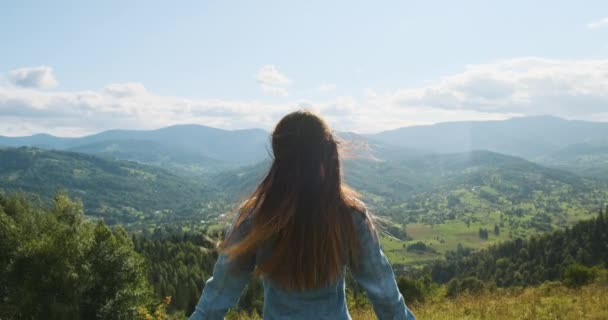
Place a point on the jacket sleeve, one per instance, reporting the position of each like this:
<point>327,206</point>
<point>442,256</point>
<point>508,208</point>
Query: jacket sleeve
<point>223,289</point>
<point>373,272</point>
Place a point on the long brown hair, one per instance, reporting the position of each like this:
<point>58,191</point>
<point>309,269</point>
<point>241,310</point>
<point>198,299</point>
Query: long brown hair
<point>301,208</point>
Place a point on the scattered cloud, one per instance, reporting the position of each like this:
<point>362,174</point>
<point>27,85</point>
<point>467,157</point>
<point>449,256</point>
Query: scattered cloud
<point>34,77</point>
<point>598,24</point>
<point>272,81</point>
<point>326,88</point>
<point>574,89</point>
<point>530,86</point>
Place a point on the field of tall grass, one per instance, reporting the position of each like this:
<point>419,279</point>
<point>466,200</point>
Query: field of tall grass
<point>550,301</point>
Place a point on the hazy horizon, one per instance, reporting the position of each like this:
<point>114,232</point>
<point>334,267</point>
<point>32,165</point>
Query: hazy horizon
<point>74,69</point>
<point>268,130</point>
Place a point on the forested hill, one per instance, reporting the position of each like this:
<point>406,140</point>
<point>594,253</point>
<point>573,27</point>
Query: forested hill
<point>118,191</point>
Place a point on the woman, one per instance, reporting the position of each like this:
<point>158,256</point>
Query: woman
<point>298,232</point>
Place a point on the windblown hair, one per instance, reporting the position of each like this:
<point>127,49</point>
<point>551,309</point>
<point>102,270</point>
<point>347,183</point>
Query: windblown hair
<point>301,209</point>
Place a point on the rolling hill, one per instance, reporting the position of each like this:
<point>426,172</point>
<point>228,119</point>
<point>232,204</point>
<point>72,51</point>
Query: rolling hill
<point>118,191</point>
<point>527,137</point>
<point>183,149</point>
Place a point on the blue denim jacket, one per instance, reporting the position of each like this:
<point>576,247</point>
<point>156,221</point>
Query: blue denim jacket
<point>373,273</point>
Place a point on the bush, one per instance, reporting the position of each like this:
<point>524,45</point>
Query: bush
<point>412,290</point>
<point>577,275</point>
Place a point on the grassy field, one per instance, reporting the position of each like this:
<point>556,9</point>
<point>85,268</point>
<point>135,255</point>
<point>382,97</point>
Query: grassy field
<point>446,236</point>
<point>550,301</point>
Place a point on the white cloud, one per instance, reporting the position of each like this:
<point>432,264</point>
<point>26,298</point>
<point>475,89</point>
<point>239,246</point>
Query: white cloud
<point>598,24</point>
<point>326,88</point>
<point>34,77</point>
<point>272,81</point>
<point>529,86</point>
<point>574,89</point>
<point>275,91</point>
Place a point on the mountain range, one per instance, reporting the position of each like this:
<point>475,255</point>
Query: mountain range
<point>578,146</point>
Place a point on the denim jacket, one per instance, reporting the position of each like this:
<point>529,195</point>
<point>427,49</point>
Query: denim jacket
<point>373,272</point>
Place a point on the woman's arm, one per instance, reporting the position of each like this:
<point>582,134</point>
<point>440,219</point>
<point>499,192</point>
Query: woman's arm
<point>224,288</point>
<point>374,273</point>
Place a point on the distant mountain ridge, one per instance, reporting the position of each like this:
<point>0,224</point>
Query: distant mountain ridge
<point>197,149</point>
<point>181,148</point>
<point>527,137</point>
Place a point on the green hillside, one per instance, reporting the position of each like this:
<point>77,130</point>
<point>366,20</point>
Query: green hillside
<point>184,149</point>
<point>118,191</point>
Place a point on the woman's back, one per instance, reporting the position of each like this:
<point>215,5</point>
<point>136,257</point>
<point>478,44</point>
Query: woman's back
<point>298,231</point>
<point>373,273</point>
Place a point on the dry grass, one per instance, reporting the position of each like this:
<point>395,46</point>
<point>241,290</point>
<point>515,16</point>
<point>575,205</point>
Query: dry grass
<point>551,301</point>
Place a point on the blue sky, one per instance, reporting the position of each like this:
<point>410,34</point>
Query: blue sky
<point>78,67</point>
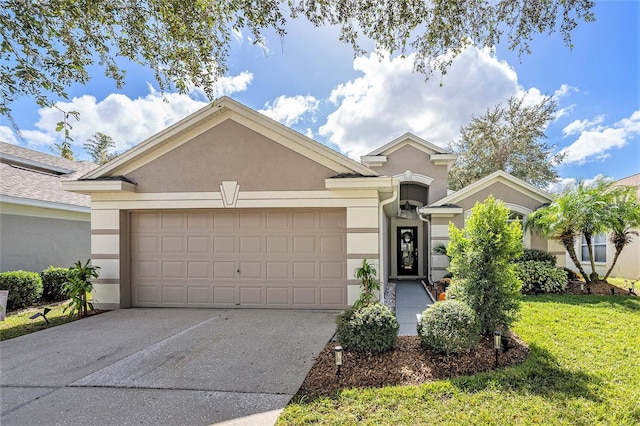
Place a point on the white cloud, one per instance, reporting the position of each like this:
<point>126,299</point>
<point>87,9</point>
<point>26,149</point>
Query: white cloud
<point>128,121</point>
<point>7,135</point>
<point>390,99</point>
<point>564,184</point>
<point>578,126</point>
<point>595,141</point>
<point>289,110</point>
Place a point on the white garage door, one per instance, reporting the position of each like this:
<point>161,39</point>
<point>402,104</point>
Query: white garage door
<point>239,258</point>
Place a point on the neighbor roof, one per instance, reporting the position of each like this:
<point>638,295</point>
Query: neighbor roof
<point>32,177</point>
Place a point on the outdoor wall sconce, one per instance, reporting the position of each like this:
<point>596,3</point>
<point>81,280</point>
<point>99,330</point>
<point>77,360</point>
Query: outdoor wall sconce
<point>42,314</point>
<point>338,353</point>
<point>497,341</point>
<point>632,289</point>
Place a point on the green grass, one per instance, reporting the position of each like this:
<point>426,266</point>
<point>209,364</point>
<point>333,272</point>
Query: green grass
<point>582,370</point>
<point>19,324</point>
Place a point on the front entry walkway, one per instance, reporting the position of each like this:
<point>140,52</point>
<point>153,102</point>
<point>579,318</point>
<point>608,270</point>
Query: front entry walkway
<point>411,300</point>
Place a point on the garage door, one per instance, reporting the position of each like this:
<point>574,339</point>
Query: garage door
<point>239,258</point>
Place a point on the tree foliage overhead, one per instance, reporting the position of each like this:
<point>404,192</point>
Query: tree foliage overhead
<point>510,138</point>
<point>48,45</point>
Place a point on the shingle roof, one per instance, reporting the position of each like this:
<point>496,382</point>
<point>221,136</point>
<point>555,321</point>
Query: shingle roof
<point>24,180</point>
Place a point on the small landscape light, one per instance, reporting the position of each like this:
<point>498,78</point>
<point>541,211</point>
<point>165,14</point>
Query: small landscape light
<point>42,314</point>
<point>497,341</point>
<point>338,353</point>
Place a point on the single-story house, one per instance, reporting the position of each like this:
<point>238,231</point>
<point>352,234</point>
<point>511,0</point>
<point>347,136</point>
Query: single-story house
<point>628,263</point>
<point>228,208</point>
<point>40,223</point>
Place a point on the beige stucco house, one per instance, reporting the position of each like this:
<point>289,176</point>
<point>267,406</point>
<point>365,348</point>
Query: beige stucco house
<point>628,263</point>
<point>228,208</point>
<point>40,223</point>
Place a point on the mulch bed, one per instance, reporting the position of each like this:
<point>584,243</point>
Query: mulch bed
<point>407,364</point>
<point>600,287</point>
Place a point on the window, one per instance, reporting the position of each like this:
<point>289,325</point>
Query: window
<point>599,244</point>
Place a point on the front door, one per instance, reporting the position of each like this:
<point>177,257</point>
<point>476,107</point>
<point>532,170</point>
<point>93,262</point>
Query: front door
<point>407,250</point>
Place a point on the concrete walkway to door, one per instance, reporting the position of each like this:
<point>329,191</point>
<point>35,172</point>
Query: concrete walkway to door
<point>160,366</point>
<point>411,300</point>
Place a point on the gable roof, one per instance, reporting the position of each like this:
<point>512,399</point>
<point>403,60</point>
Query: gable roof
<point>409,139</point>
<point>498,176</point>
<point>213,114</point>
<point>30,177</point>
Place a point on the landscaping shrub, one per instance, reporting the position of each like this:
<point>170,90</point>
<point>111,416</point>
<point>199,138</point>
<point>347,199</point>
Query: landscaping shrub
<point>25,288</point>
<point>482,257</point>
<point>571,275</point>
<point>53,280</point>
<point>540,277</point>
<point>538,256</point>
<point>450,327</point>
<point>372,328</point>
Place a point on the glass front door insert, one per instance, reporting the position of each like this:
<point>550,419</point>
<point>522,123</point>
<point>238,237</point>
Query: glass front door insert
<point>408,250</point>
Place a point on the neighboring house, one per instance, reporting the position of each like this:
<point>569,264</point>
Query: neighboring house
<point>628,264</point>
<point>40,223</point>
<point>228,208</point>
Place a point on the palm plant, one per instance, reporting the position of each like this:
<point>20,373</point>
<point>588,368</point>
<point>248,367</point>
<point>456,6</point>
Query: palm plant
<point>560,221</point>
<point>624,221</point>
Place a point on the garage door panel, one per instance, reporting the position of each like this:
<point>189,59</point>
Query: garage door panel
<point>251,296</point>
<point>332,244</point>
<point>173,244</point>
<point>198,295</point>
<point>277,296</point>
<point>239,258</point>
<point>277,244</point>
<point>250,244</point>
<point>304,244</point>
<point>199,270</point>
<point>173,295</point>
<point>148,294</point>
<point>224,244</point>
<point>199,245</point>
<point>224,270</point>
<point>224,295</point>
<point>332,270</point>
<point>305,270</point>
<point>304,296</point>
<point>146,244</point>
<point>171,269</point>
<point>332,296</point>
<point>146,269</point>
<point>250,270</point>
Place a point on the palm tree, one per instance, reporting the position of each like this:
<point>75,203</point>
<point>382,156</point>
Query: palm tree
<point>560,221</point>
<point>594,202</point>
<point>624,221</point>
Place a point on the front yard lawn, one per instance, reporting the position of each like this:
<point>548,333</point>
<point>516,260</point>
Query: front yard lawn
<point>582,369</point>
<point>18,323</point>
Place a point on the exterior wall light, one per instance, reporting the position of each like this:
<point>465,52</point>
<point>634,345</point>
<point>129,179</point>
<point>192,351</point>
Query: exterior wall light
<point>338,353</point>
<point>497,343</point>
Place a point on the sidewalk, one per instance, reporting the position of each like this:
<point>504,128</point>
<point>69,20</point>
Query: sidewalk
<point>411,299</point>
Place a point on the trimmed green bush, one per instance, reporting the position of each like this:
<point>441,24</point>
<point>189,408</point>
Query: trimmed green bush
<point>53,280</point>
<point>25,288</point>
<point>540,277</point>
<point>539,256</point>
<point>450,327</point>
<point>372,328</point>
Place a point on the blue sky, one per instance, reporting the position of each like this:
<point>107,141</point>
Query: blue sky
<point>311,82</point>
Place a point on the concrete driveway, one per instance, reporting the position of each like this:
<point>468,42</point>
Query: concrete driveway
<point>161,367</point>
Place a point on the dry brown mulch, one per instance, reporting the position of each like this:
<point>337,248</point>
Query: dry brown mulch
<point>407,364</point>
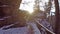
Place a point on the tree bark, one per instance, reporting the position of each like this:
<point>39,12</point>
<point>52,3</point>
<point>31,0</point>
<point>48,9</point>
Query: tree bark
<point>57,27</point>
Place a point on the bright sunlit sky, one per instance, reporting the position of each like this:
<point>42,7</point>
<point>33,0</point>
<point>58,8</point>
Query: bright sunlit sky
<point>30,4</point>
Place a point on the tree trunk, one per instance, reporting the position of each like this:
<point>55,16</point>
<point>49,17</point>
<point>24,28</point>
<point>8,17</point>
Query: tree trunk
<point>57,27</point>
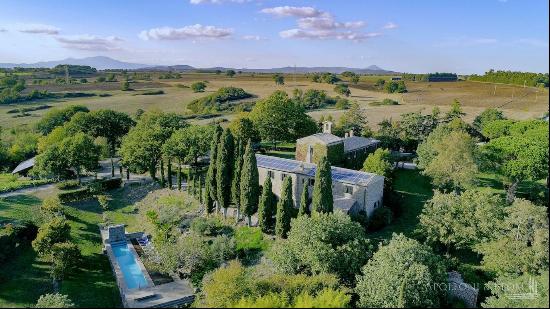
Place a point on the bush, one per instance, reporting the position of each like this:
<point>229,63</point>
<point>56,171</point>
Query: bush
<point>75,195</point>
<point>210,227</point>
<point>67,185</point>
<point>380,218</point>
<point>13,235</point>
<point>54,301</point>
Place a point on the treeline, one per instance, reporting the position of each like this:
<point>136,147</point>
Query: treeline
<point>513,77</point>
<point>430,77</point>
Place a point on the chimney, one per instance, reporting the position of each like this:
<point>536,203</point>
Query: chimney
<point>327,127</point>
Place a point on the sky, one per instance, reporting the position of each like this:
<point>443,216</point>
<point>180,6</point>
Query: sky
<point>461,36</point>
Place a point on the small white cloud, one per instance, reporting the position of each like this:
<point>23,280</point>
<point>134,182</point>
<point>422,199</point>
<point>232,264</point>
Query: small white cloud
<point>391,25</point>
<point>90,42</point>
<point>252,37</point>
<point>196,31</point>
<point>38,29</point>
<point>327,35</point>
<point>285,11</point>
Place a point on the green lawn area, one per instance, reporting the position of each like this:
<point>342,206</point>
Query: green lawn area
<point>26,277</point>
<point>9,182</point>
<point>416,190</point>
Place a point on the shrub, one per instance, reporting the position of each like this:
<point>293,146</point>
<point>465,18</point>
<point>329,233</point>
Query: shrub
<point>67,185</point>
<point>54,301</point>
<point>380,218</point>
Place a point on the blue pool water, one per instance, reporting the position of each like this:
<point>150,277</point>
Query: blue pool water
<point>133,276</point>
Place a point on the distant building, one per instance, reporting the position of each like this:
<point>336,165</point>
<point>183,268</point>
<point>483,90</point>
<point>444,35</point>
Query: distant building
<point>350,151</point>
<point>353,191</point>
<point>24,167</point>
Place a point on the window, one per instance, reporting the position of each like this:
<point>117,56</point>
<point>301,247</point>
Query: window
<point>348,189</point>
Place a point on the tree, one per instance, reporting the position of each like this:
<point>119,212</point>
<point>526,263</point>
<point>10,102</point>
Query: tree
<point>65,257</point>
<point>141,148</point>
<point>284,209</point>
<point>249,183</point>
<point>353,119</point>
<point>267,208</point>
<point>106,123</point>
<point>54,231</point>
<point>405,272</point>
<point>342,89</point>
<point>236,180</point>
<point>462,221</point>
<point>279,79</point>
<point>520,155</point>
<point>211,181</point>
<point>504,287</point>
<point>304,202</point>
<point>322,201</point>
<point>278,118</point>
<point>80,153</point>
<point>449,159</point>
<point>521,246</point>
<point>54,301</point>
<point>323,244</point>
<point>224,169</point>
<point>198,86</point>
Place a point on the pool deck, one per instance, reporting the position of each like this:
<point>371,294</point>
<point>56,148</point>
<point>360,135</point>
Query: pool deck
<point>166,295</point>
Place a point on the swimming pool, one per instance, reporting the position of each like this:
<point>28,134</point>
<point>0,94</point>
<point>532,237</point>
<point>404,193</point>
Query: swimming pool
<point>133,275</point>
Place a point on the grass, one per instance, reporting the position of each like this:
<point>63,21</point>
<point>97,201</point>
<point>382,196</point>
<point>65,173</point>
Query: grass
<point>416,190</point>
<point>26,277</point>
<point>9,182</point>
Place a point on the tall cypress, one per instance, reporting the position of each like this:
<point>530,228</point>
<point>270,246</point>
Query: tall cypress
<point>304,202</point>
<point>224,170</point>
<point>266,208</point>
<point>236,182</point>
<point>323,201</point>
<point>249,182</point>
<point>284,209</point>
<point>211,173</point>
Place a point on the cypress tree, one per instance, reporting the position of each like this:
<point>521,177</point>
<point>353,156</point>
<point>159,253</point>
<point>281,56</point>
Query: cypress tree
<point>224,170</point>
<point>322,201</point>
<point>236,182</point>
<point>211,173</point>
<point>266,208</point>
<point>284,209</point>
<point>304,202</point>
<point>179,174</point>
<point>208,201</point>
<point>249,183</point>
<point>169,171</point>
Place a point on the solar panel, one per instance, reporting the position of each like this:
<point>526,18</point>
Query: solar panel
<point>338,174</point>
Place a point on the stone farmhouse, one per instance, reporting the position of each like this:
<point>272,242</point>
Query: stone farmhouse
<point>353,191</point>
<point>350,151</point>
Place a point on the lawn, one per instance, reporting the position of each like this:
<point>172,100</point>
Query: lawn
<point>9,182</point>
<point>26,277</point>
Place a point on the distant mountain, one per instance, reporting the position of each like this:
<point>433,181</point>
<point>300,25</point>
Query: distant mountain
<point>98,62</point>
<point>105,63</point>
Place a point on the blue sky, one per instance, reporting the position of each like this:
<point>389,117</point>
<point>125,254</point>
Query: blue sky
<point>412,36</point>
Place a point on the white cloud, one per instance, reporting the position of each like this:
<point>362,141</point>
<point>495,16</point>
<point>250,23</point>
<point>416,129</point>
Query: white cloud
<point>252,37</point>
<point>327,35</point>
<point>284,11</point>
<point>390,26</point>
<point>90,42</point>
<point>196,31</point>
<point>38,29</point>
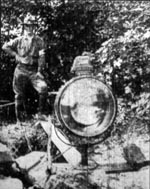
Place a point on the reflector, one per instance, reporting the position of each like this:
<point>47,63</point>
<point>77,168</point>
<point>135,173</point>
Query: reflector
<point>85,106</point>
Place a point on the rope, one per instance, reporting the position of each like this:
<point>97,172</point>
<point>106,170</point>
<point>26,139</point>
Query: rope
<point>8,104</point>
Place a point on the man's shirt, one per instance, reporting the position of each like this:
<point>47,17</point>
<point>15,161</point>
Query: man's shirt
<point>28,48</point>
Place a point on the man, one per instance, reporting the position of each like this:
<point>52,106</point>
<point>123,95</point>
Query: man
<point>29,53</point>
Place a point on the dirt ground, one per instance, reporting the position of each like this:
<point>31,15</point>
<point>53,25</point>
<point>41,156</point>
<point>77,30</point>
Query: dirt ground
<point>108,152</point>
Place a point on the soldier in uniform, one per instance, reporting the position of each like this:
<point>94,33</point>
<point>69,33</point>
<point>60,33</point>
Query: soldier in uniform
<point>29,53</point>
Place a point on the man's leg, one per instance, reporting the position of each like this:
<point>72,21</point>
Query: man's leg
<point>19,83</point>
<point>41,87</point>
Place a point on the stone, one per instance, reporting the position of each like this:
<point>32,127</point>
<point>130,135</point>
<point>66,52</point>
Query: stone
<point>10,183</point>
<point>5,154</point>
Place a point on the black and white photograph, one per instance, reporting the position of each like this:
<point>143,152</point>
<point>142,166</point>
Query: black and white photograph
<point>75,94</point>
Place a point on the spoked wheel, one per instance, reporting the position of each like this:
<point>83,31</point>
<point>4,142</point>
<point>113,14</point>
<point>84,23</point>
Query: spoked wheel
<point>86,109</point>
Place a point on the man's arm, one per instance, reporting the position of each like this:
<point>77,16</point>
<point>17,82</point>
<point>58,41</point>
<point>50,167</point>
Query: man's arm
<point>11,48</point>
<point>41,60</point>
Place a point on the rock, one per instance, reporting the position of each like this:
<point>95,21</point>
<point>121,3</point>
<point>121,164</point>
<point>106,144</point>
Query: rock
<point>133,155</point>
<point>5,155</point>
<point>10,183</point>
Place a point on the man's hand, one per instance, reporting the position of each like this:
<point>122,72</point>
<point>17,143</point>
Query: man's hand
<point>39,75</point>
<point>18,58</point>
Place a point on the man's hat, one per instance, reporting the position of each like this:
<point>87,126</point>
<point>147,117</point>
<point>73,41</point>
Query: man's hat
<point>30,20</point>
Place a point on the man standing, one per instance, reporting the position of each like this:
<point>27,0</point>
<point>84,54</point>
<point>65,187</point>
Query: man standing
<point>29,53</point>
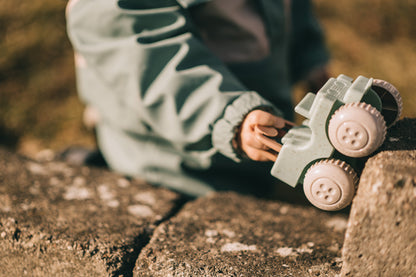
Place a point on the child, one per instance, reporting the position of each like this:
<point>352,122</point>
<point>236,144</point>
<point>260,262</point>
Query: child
<point>180,85</point>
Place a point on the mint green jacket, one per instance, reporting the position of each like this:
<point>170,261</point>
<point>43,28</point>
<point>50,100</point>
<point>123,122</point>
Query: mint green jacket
<point>169,108</point>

◆ **DIRECTIONS FOR THIS TASK**:
Nothing but the lines above from the one containing "<point>53,25</point>" through the one containing "<point>147,117</point>" should appear in the answer, each repeated exactly.

◆ **EXPECTED OUTPUT**:
<point>53,25</point>
<point>41,156</point>
<point>77,30</point>
Query: dirt ground
<point>108,152</point>
Place a point on the soldier in uniform, one per instance, reporting the position of each like this:
<point>94,33</point>
<point>69,33</point>
<point>60,33</point>
Query: soldier in uniform
<point>29,53</point>
Place a point on the man's leg, one per instance, reporting the position of each like this:
<point>72,21</point>
Query: man's leg
<point>19,83</point>
<point>41,87</point>
Place a point on the stone, one per instance, reporting the position of each like this:
<point>32,127</point>
<point>130,135</point>
<point>66,52</point>
Query: stone
<point>10,183</point>
<point>5,154</point>
Place a point on the black and white photograph, one per instance, reporting the position of each like this:
<point>143,152</point>
<point>142,166</point>
Query: black and white photograph
<point>75,94</point>
Place a point on the spoked wheel, one per instance, reporting the position of each like this:
<point>83,31</point>
<point>4,142</point>
<point>113,14</point>
<point>84,23</point>
Query: spoked wheel
<point>86,109</point>
Place a point on the man's arm, one per instance, reporting the position of each like this:
<point>77,16</point>
<point>17,82</point>
<point>58,41</point>
<point>50,167</point>
Query: man's arm
<point>11,48</point>
<point>41,60</point>
Place a point on the rock, one per instance, reporting the position of each like this:
<point>95,21</point>
<point>121,3</point>
<point>121,164</point>
<point>106,144</point>
Query: rock
<point>133,155</point>
<point>5,155</point>
<point>10,183</point>
Place a point on the man's hand, one per instance, reporting the position of each like this:
<point>122,72</point>
<point>17,143</point>
Query: man's hand
<point>39,75</point>
<point>18,58</point>
Place a point on the man's hat, one per instance, reporting the position of each like this:
<point>87,126</point>
<point>147,117</point>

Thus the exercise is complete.